Kutipan Teks:

+++

3

Sunday, October 18, 2015

BANTUAN HUKUM YANG TERBANG BAGAI ROKET



            Kalau kerja setengah-setengah, boleh lah, saat kondisi badan kurang baik. Bagaimana dengan bantuan hukum yang ada di negeri kita? Perkembangan yang kita sambut baik. Kita perlu tingkatkan agar terbang bagai roket. Kita lihat hal-hal yang perlu dilakukan dan diperbaiki.
Bantuan Hukum
            Yang namanya membantu pasti untuk meringankan beban orang lain. Dalam hal ini meringankan beban hukum. Yang dibantu pasti yang tidak mampu, ditambah predikat miskin secara ekonomi. Kita lihat peran bantuan hukum bagi orang miskin seperti cerita di bawah ini.
            Seorang direktur yang nampaknya tidak pintar mengatur dan membuat sistem perusahaannya, telah memenjarakan karyawan. Karyawan tersebut menggantikan karyawan yang keluar di bidang penggajian karyawan. Perusahaan mendapati kesalahan pembayaran kepada para karyawan yang telah berhenti kerja senilai Rp. 50.000.000 (lima puluh juta rupiah). Karyawan baru ini disekap dikantor, dipukuli agar mengaku bahwa dia telah mengambil uang perusahaan dengan membuat catatan penggajian yang salah. Karena sangat lelah dan tidak diberi makan, si karyawan, menyetujui saja semua tuduhan. Lalu dia dikirim ke Polsek untuk diperiksa menjelang tengah malam. Kembali si karyawan dipaksa menyetujui tuduhan. Setelah dipukuli dan jadi jatuh sakit, si karyawan mendekam di tahanan. Saat sidang dimulai, belum ada Penasihat Hukum yang diminta membantu, si karyawan hanya bisa menangis saat ditanyai di persidangan. Setelah ada Penasihat Hukum, si karyawan lebih berani dan tanpa menangis untuk menceritakan posisinya. Juga diakui bahwa dia dipukuli dan diperiksa menjelang tengah malam. Hakim memanggil Polisi Penyidik dan menegur mengapa pemeriksaan dilakukan menjelang tengah malam, karena mengganggu psikologis yang diperiksa. Pemeriksaan terhadap Direktur perusahaan, membuat hakim marah karena seorang direktur tidak boleh sekedar menjawab tidak tahu apa yang terjadi di perusahaan dan membiarkan karyawan di tahanan. Demikian juga Hakim marah dengan sistem perusahaan yang berantakan. Dengan pembuktian bahwa benda yang disita adalah atas nama kakak si karyawan, dan harta benda lain telah dibeli sebelum menjadi karyawan di perusahaan tersebut, maka hakim meminta karyawan untuk menerima saja bahwa telah ada kehilangan uang perusahaan Rp.10.000 (sepuluh ribu rupiah). Dengan demikian si karyawan dapat bersiap untuk keluar dari tahanan. Sebagian barang sitaan, masih ditahan Polisi Penyidik, walau persidangan telah usai. Jaksa yang meminta barang tersebut, ditolak si Polisi walau Hakim menyuruh mengembalikan semua barang sitaan. Terpaksa si karyawan dan Penasihat Hukum menemui Polisi tersebut. Semula si Polisi masih mencoba beralasan dan mengungkapkan sakit hatinya karena ditegur Hakim. Namun Penasihat Hukum mengatakan, bahwa bukan urusan Polisi untuk menasihati, karena sudah ada Penasihat Hukum. Akhirnya Polisi menyerahkan barang sitaan yang ditahannya.

+++

Data Tersimpan:
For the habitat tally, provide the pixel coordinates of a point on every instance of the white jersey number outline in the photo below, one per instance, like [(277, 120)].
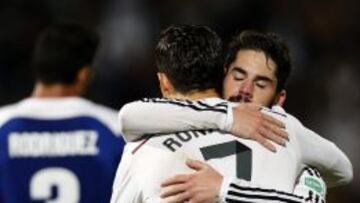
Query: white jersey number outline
[(65, 181), (243, 156)]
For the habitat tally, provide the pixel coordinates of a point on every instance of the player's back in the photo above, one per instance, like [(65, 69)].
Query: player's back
[(64, 150)]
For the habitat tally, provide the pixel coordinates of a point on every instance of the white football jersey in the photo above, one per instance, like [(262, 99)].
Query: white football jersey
[(244, 163)]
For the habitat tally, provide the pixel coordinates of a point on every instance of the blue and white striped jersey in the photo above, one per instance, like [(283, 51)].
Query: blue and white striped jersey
[(60, 150)]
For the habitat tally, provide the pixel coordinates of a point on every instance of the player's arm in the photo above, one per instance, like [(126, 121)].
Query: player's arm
[(125, 188), (207, 185), (333, 164), (151, 116), (156, 115)]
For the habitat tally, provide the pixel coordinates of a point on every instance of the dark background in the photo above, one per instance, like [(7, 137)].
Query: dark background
[(323, 37)]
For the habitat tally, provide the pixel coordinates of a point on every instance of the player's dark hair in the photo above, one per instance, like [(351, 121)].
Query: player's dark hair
[(61, 51), (272, 46), (191, 57)]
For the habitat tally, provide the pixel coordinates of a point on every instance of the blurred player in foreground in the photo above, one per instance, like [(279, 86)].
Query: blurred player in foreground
[(188, 61), (56, 146)]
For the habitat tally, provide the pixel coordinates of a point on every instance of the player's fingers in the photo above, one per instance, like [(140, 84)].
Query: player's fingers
[(268, 134), (264, 142), (171, 190), (180, 197), (273, 121), (195, 164), (176, 179), (277, 131)]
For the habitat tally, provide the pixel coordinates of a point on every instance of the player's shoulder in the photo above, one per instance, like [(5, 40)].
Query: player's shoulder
[(106, 115), (9, 111)]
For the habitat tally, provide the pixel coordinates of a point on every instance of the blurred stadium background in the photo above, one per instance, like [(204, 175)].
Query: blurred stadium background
[(323, 36)]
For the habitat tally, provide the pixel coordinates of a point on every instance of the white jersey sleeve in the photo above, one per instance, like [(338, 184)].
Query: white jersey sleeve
[(238, 190), (334, 165), (125, 188), (156, 115)]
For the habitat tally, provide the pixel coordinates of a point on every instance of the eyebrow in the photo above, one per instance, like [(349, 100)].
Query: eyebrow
[(258, 77)]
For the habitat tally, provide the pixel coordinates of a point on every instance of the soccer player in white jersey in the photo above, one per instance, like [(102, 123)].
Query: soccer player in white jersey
[(257, 67), (56, 146), (147, 162)]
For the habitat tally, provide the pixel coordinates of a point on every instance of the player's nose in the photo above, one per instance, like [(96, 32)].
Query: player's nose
[(246, 89)]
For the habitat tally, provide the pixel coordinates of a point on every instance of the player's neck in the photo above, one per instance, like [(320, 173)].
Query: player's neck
[(194, 95), (42, 90)]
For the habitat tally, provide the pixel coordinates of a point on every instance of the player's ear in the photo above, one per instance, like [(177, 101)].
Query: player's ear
[(280, 98), (165, 85)]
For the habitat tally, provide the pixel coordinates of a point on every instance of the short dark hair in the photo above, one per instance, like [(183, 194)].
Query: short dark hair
[(61, 51), (191, 57), (269, 43)]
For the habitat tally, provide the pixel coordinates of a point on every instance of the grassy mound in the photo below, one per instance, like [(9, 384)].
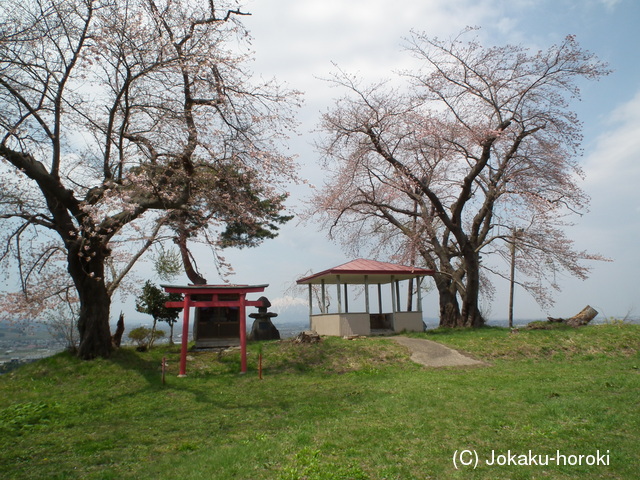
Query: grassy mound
[(336, 410)]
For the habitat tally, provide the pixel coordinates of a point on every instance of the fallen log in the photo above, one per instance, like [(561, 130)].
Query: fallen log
[(585, 316)]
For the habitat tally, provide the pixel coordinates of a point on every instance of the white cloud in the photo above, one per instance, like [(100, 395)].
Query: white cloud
[(614, 164)]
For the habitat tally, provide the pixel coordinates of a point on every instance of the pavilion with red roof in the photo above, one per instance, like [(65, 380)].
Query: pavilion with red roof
[(345, 322)]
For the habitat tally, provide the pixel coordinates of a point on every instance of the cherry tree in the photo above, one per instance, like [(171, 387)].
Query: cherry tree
[(122, 123), (481, 142)]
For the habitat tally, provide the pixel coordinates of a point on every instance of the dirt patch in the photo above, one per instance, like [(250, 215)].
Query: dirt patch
[(433, 354)]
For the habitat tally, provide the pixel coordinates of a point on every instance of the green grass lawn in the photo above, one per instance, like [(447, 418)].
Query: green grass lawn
[(342, 409)]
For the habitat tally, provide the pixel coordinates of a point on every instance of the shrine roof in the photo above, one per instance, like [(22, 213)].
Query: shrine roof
[(225, 288), (354, 272)]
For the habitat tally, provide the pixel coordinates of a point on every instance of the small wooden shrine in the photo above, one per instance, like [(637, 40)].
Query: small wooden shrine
[(220, 316)]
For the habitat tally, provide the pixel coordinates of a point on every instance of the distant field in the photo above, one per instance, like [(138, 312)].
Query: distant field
[(338, 410)]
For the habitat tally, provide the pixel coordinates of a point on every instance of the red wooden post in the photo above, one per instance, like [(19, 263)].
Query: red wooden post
[(243, 335), (185, 336)]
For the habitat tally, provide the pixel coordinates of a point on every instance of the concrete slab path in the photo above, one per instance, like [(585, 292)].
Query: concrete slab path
[(433, 354)]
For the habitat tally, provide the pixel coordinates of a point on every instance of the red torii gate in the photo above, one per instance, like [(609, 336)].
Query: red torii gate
[(214, 290)]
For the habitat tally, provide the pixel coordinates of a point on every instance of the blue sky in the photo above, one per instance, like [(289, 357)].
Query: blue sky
[(298, 41)]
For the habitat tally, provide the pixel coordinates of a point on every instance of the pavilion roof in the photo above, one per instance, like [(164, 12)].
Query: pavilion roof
[(354, 272)]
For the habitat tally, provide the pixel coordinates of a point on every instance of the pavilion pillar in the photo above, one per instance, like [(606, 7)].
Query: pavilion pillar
[(393, 302), (185, 335), (243, 335), (339, 295), (346, 299), (366, 292)]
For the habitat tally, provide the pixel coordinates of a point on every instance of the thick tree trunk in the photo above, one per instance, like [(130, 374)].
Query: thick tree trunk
[(470, 312), (87, 273), (449, 308), (93, 324)]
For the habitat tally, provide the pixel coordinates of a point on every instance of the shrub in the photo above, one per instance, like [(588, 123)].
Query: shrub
[(144, 336)]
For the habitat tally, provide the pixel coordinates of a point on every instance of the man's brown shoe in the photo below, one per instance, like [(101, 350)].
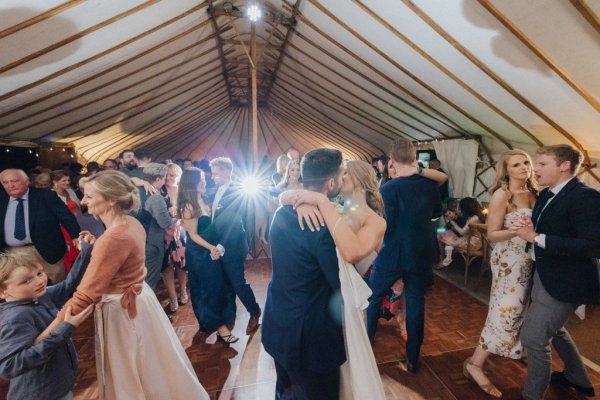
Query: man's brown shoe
[(253, 323)]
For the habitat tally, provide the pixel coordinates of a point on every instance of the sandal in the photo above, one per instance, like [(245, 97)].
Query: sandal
[(183, 299), (227, 339), (488, 387)]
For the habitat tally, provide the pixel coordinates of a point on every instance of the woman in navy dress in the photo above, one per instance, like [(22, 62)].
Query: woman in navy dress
[(213, 299)]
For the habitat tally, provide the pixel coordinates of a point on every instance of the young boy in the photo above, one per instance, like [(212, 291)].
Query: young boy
[(44, 370)]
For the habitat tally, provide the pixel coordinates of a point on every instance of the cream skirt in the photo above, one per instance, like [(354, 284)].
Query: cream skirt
[(141, 358)]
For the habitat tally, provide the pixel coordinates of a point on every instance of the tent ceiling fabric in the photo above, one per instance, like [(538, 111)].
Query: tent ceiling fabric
[(174, 75)]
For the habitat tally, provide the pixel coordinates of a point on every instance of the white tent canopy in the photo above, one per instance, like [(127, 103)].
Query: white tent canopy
[(173, 75)]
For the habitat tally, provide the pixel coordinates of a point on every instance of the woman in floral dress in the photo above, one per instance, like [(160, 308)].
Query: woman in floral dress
[(515, 192)]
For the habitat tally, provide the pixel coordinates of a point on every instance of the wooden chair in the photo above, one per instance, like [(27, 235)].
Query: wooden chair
[(471, 253)]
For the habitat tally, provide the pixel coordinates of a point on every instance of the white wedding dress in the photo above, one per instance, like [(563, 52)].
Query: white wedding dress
[(359, 376)]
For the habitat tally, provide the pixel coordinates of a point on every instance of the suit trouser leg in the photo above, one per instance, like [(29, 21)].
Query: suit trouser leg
[(234, 268), (381, 280), (306, 385), (414, 290), (544, 324), (155, 256)]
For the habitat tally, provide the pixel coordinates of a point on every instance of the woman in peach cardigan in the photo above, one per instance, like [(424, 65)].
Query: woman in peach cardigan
[(138, 354)]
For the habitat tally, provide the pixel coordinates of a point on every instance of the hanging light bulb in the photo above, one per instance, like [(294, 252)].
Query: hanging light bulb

+++

Petunjuk Pengerjaan:
1 – Jawablah pertanyaan berikut berdasarkan teks bantuan hukum.
(a) Berapa nilai kesalahan pembayaran kepada karyawan yang telah berhenti kerja yang didapati perusahaan?
(b) Atas nama siapa benda yang disita?
(c) Berapa jumlah kehilangan uang perusahaan yang diminta hakim untuk diterima saja oleh si karyawan?
2 – Salinlah bagian teks bantuan hukum yang diawali kata-kata "BANTUAN HUKUM YANG TERBANG" dan diakhiri kata-kata "dilakukan dan diperbaiki.".
3 – Terjemahkan kalimat "Demikian juga Hakim marah dengan sistem perusahaan yang berantakan." dari teks bantuan hukum ke dalam bahasa Inggris.

Daftar Jawaban:
1 –
(a) Rp. 50.000.000 (lima puluh juta rupiah)
(b) Atas nama kakak si karyawan
(c) Rp.10.000 (sepuluh ribu rupiah)

2 –
BANTUAN HUKUM YANG TERBANG BAGAI ROKET



            Kalau kerja setengah-setengah, boleh lah, saat kondisi badan kurang baik. Bagaimana dengan bantuan hukum yang ada di negeri kita? Perkembangan yang kita sambut baik. Kita perlu tingkatkan agar terbang bagai roket. Kita lihat hal-hal yang perlu dilakukan dan diperbaiki.

3 – Likewise, the judge was angry about the company's chaotic system.